What you have to do = Reproduce the following material word for word from start to finish, omitting the pictures.

Entries provided =
■ ■ ■ ■

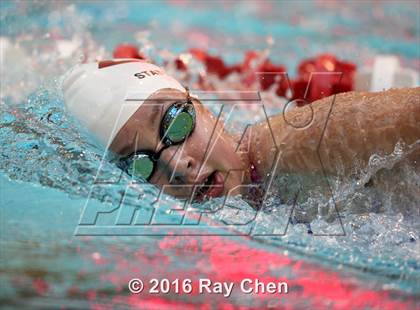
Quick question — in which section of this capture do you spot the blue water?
[0,1,420,301]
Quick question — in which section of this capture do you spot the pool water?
[0,1,420,309]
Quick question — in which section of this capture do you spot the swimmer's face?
[110,89,249,200]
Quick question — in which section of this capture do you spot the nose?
[159,146,197,185]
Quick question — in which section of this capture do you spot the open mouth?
[194,170,224,201]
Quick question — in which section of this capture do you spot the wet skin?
[111,88,420,198]
[110,89,249,198]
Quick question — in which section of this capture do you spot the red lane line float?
[113,44,356,106]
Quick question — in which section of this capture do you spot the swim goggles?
[117,88,196,181]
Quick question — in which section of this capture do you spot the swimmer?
[63,59,420,201]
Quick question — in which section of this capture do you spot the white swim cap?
[62,59,185,147]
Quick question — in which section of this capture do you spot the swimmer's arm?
[251,87,420,174]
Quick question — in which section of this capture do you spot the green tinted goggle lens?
[166,112,194,143]
[131,154,154,180]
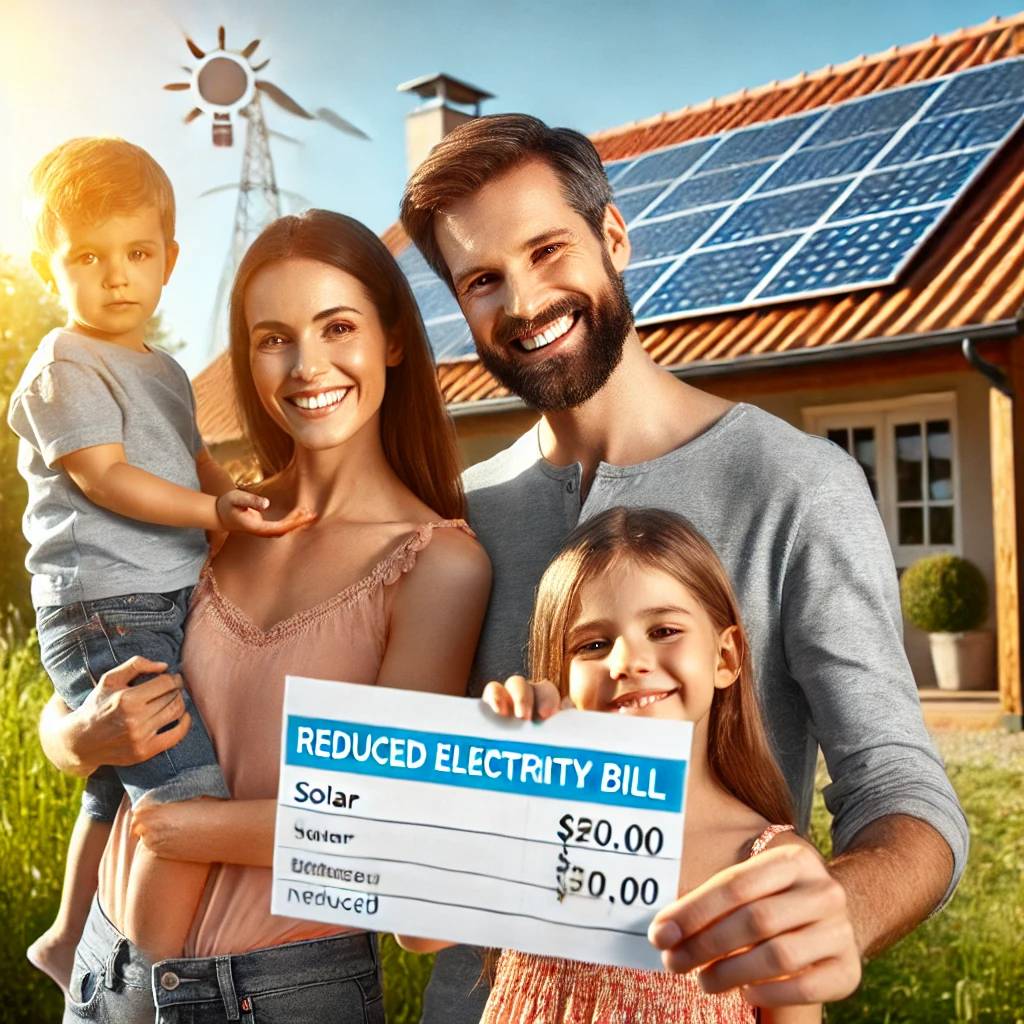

■ ■ ■ ■

Full answer =
Quick question — in which section of this capture do you spot the blue water?
[0,1,420,301]
Quick question — in which section of this capture do you spot the pool water?
[0,1,420,309]
Quick question — in which section of this capture do you spot the swimmer's face?
[110,89,249,200]
Quick question — in which section of this capture do you spot the nose?
[159,146,197,185]
Quick question — in which section of this capture do you spot the open mouth?
[194,170,224,201]
Quick question — in which section of this capture do you spot the wet skin?
[111,88,420,198]
[110,89,249,198]
Quick question — in which section of this capture do you spot the red lane line float?
[113,44,356,106]
Quick question — in which section of this capture do you spot the swim goggles?
[117,88,196,181]
Quick question — in which section of this capture do you spot the swimmer?
[63,59,420,201]
Quick question — in which section of this capture do you spot the white swim cap?
[62,59,185,147]
Quick question — in which section of this capture do you spot the swimmer's arm?
[251,87,420,174]
Quick question — in which section of this capture do you spot the green tinted goggle lens?
[166,112,194,143]
[131,154,154,180]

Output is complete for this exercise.